> [TAREFA PROPOSTA 1]: Segundo o texto sobre o livro de Epitacinho, por qual editora e em que ano a obra foi lançada?
> [TAREFA PROPOSTA 2]: Escreva a continuação do texto sobre o livro de Epitacinho, começando logo após a última frase.

> [TRECHO DO TEXTO]:

+++

ODE

sexta-feira, 19 de fevereiro de 2021

LER PARA CONHECER A NOSSA HISTÓRIA

 



“JOÃO PESSOA – O sentido de uma vida e de uma época”

O livro, escrito por Epitácio Pessoa Cavalcanti de Albuquerque (Epitacinho), filho do presidente, João Pessoa Cavalcanti de Albuquerque, intitulado: “JOÃO PESSOA – O sentido de uma vida e de uma época”, lançado pela Editora Acauã Ltda., em 1979, traz, em seu bojo, o depoimento do filho mais velho do desditoso presidente, escrito apenas 12 anos após os acontecimentos de 1930. Como toda obra referente àquele conturbado período da história paraibana, esse trabalho traz referências importantes sobre a Guerra de Princesa, o que, para muitos, foi o estopim da Revolução de 1930. É claro que, por quem foi escrito, esse livro sofre também de certo facciosismo, quando mascara alguns fatos, dá a outros, realce exagerado e, em alguns momentos, falta com a verdade ou conceitua, erroneamente, algumas personalidades. Já na apresentação da obra, o filho de Epitacinho, João Pessoa Cavalcanti de Albuquerque Neto, anota, a página X, sobre seu avô: “A este pequeno grupo de caluniadores (...) que buscam por todos os meios ao seu alcance (...) denegrir a memória de um homem, que covardemente assassinado pelas costas, soube cair de pé, imolando sua vida em holocausto à liberdade(...)”. é sabido por todos que o presidente João Pessoa, assassinado pelo advogado João Duarte Dantas, não o foi pelas costas. Na mesma apresentação, Pessoa Neto, agradece a várias personalidades paraibanas, inclusive ao princesense, doutor Antônio Nominando Diniz, a quem se refere, de forma exagerada: “Deputado Dr. Antônio Nominando Diniz (filho do herói de Princesa Isabel, Nominando Muniz Diniz e continuador de sua luta)”.

+++

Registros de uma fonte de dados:
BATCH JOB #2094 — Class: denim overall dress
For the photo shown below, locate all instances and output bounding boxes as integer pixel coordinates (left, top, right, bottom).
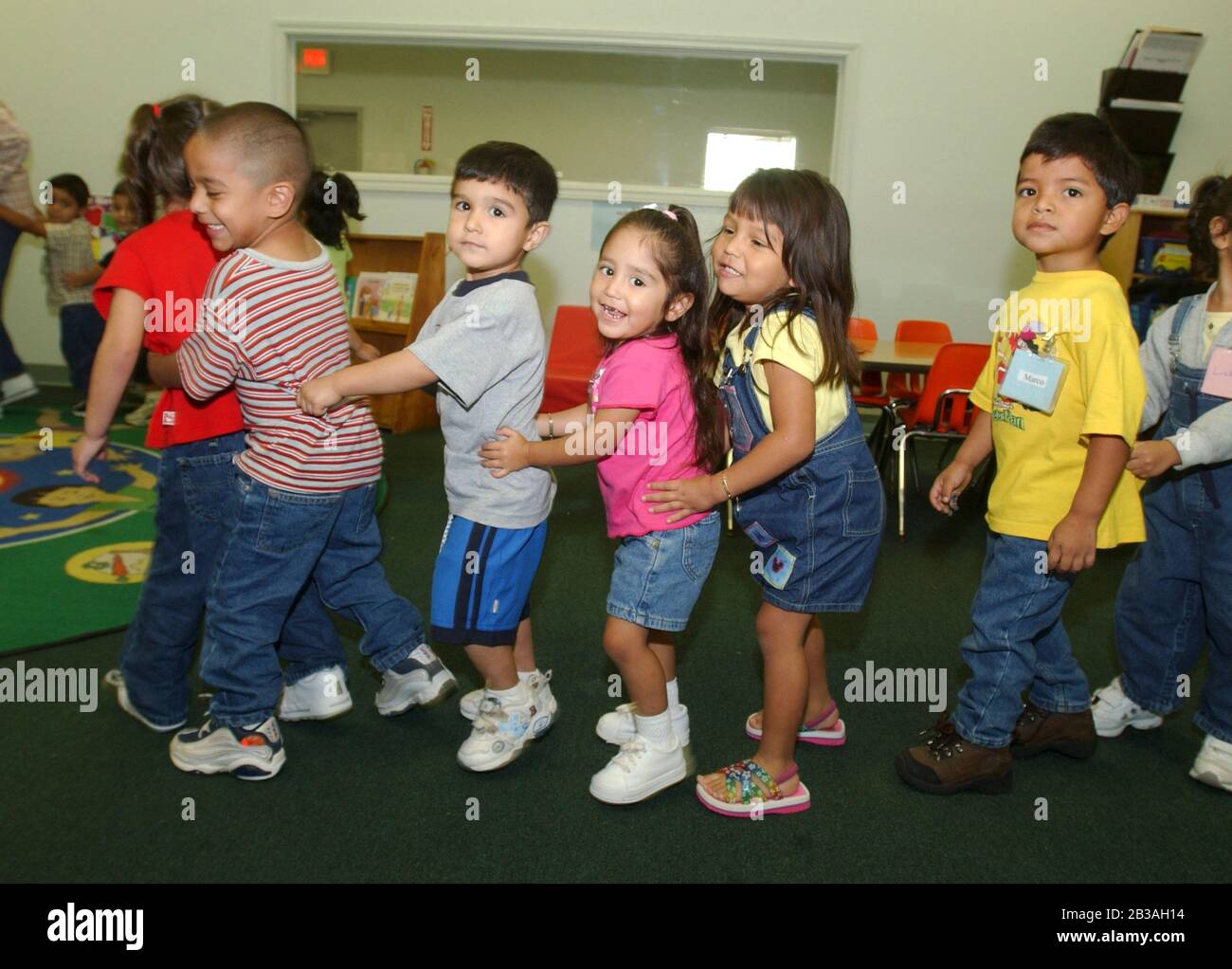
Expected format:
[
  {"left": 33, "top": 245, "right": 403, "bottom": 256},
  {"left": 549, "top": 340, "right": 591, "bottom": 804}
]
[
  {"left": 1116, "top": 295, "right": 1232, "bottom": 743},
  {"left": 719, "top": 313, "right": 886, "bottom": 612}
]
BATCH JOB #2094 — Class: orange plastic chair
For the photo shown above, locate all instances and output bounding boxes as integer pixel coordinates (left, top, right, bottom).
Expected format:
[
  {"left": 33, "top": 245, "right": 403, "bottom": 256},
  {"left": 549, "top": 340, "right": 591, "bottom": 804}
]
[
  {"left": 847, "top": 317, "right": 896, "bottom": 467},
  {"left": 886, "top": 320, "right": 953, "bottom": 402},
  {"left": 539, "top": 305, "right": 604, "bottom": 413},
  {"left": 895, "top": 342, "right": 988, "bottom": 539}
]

+++

> [RESULTADO DA TAREFA 1]: Pela Editora Acauã Ltda., em 1979.

> [RESULTADO DA TAREFA 2]:
No prólogo desse trabalho, escrito pelo então presidente da República, Getúlio Vargas, em plena vigência da ditadura do Estado Novo, vale transcrever dois parágrafos dessa parte inicial. Excerto das páginas XV e XVI:

“(...) Como isso não bastasse, para abater-lhe o ânimo de lutador [João Pessoa], oficializou-se o cangaço no reduto de Princesa, a fim de obrigá-lo a capitular pela força ou à míngua de recursos. Enquanto sobejavam aos desordeiros os elementos bélicos que, abundantemente, lhes fornecia o Governo da União e dos Estados vizinhos, impedia-se-lhe a aquisição e recebimento de armas e munições, legitimamente destinadas à manutenção da ordem e à defesa da autoridade legal. Assistimos, assim, a este espetáculo: O Governo Federal cuja função precípua é manter a ordem em todo território da República, convertera-se em instigador e protetor da desordem, negando-se a reconhecer ao poder constituído de um Estado da Federação a faculdade elementar de defender-se.

Foi nessa situação extremamente delicada, quando João Pessoa ainda resistia, impávido, à arremetida subversiva que o sitiava, tentando manter-se escudado na lei, dentro da ordem; foi nesse transe decisivo, capaz de acelerar a reação nacional já em marcha, que a morte o surpreendeu, emboscada na traição e inspirada em torva vingança”.

Interessante observar, nesse escrito do ex-presidente, que o próprio reconhece que já estava em marcha: “(...) a arremetida subversiva (...) capaz de acelerar a reação nacional”. Ou seja, Getúlio Vargas admite que a Guerra de Princesa, por si só, já seria suficiente para provocar um levante nacional, a Revolução de 30!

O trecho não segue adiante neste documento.